— Start Supplied data —

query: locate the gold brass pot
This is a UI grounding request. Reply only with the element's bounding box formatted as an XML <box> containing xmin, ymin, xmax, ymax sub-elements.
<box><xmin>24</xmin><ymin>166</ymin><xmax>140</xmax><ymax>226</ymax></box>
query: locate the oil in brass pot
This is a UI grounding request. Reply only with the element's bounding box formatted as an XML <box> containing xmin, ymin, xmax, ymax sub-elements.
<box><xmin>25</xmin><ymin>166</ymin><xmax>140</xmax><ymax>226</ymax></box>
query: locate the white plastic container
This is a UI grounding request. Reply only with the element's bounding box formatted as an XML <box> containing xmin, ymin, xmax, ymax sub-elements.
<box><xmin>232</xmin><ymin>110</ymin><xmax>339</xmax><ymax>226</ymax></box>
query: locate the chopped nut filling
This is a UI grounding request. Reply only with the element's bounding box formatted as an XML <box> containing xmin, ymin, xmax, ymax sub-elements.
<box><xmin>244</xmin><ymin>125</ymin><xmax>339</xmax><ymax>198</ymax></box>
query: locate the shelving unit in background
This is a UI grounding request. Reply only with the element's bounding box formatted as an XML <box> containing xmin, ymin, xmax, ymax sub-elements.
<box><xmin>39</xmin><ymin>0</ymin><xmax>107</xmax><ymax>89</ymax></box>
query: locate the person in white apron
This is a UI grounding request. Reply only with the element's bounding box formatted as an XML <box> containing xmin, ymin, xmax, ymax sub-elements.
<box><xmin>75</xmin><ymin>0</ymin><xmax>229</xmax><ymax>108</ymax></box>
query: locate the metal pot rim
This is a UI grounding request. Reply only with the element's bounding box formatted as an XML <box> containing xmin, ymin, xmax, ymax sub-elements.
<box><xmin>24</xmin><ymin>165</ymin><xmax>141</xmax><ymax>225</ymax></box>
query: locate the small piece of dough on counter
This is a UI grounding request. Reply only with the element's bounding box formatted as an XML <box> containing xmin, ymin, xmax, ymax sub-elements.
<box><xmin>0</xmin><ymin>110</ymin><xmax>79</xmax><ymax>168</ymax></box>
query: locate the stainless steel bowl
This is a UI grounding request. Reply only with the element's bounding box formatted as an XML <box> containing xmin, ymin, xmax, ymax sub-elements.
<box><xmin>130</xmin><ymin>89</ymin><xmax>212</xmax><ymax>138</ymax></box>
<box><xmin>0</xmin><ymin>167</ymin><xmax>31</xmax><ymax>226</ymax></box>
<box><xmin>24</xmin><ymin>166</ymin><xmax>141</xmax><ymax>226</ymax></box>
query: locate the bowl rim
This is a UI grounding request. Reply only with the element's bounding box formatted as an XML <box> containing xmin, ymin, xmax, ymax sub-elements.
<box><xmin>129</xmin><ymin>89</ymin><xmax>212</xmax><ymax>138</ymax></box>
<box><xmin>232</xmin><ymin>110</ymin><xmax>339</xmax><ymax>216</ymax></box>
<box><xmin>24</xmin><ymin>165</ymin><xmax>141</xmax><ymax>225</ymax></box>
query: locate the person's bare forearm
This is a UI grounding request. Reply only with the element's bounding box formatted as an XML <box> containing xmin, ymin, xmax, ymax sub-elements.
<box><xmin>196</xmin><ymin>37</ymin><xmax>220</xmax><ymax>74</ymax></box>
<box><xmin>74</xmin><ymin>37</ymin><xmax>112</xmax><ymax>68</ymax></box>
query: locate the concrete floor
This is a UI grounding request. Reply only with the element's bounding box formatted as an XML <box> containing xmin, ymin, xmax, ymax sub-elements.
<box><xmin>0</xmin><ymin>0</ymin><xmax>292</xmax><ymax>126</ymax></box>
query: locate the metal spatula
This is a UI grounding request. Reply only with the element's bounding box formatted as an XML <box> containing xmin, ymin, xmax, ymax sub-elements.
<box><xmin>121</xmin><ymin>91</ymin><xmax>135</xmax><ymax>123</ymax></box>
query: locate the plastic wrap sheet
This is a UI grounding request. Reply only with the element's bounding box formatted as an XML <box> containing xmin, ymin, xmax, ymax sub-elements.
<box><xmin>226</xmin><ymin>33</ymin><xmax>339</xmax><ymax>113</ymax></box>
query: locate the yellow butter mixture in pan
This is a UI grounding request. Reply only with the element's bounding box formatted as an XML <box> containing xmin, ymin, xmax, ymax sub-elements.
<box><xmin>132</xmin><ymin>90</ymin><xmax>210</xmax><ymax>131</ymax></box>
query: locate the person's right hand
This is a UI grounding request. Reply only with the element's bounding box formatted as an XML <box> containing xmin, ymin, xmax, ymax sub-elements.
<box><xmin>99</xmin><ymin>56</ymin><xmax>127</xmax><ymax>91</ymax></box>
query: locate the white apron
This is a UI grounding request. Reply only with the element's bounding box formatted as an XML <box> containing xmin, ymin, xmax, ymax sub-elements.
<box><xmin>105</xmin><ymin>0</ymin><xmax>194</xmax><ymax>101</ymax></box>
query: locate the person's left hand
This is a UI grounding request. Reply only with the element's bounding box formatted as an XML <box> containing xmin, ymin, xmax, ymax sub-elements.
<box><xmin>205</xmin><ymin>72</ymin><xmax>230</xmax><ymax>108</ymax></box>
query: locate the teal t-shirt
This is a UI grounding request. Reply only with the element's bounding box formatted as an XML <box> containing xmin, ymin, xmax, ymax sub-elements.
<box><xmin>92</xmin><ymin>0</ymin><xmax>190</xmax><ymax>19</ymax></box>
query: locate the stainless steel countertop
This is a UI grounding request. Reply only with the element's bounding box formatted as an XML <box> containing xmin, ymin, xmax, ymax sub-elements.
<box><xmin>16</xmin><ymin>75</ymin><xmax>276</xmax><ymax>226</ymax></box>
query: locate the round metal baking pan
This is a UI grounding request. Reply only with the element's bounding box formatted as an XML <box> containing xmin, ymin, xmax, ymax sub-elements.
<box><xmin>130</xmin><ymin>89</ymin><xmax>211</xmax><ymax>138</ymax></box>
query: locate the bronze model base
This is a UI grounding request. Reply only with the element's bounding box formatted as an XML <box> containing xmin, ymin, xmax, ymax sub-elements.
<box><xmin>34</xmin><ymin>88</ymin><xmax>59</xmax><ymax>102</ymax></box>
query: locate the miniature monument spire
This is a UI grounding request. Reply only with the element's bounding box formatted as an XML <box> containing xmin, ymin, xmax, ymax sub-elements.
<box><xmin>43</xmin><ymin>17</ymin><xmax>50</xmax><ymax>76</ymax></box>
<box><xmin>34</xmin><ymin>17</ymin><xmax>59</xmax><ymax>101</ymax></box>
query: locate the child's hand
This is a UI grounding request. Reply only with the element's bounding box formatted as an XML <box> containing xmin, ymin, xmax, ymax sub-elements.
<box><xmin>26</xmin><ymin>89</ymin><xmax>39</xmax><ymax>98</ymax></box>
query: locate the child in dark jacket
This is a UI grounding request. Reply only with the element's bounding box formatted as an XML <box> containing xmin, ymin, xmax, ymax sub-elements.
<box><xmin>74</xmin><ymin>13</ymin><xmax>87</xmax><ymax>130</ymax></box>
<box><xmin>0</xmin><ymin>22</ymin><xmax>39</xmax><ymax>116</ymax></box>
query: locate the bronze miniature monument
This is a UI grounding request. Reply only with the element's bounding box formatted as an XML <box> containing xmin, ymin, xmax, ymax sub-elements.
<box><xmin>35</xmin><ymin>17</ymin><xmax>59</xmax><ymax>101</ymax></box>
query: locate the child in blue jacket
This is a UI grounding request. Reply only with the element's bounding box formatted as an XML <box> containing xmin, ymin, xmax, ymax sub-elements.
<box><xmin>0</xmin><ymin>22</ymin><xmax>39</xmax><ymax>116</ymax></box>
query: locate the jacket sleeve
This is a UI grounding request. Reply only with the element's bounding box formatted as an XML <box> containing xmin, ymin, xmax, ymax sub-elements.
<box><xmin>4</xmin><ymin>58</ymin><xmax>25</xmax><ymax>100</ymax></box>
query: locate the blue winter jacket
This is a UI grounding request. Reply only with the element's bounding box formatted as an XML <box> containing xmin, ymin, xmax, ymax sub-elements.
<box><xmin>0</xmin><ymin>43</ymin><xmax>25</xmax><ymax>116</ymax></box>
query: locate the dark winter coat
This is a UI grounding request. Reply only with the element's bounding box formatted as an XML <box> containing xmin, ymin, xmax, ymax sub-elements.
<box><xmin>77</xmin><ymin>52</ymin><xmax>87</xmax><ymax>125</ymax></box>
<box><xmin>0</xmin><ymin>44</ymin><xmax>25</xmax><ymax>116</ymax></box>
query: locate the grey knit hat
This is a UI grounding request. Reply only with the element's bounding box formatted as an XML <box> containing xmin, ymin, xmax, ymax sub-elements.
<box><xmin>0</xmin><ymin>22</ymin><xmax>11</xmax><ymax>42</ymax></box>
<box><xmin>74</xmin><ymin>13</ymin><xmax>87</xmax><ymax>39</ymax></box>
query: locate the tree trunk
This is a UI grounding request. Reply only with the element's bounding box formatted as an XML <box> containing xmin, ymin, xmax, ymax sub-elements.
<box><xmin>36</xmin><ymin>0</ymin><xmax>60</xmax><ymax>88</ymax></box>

— End Supplied data —

Aim of the exercise: Quote only the lines from the one containing "query: locate the grey knit hat" through the final line of the records, with both ends included.

The completed task:
query: locate the grey knit hat
This is a UI grounding request. Reply only with the element's bounding box formatted as an XML <box> containing xmin, ymin, xmax, ymax sub-elements.
<box><xmin>0</xmin><ymin>22</ymin><xmax>11</xmax><ymax>42</ymax></box>
<box><xmin>74</xmin><ymin>13</ymin><xmax>87</xmax><ymax>39</ymax></box>
query: locate the tree trunk
This is a UI grounding request. Reply only with the element's bounding box formatted as an XML <box> containing xmin, ymin, xmax, ymax sub-elements.
<box><xmin>36</xmin><ymin>0</ymin><xmax>60</xmax><ymax>88</ymax></box>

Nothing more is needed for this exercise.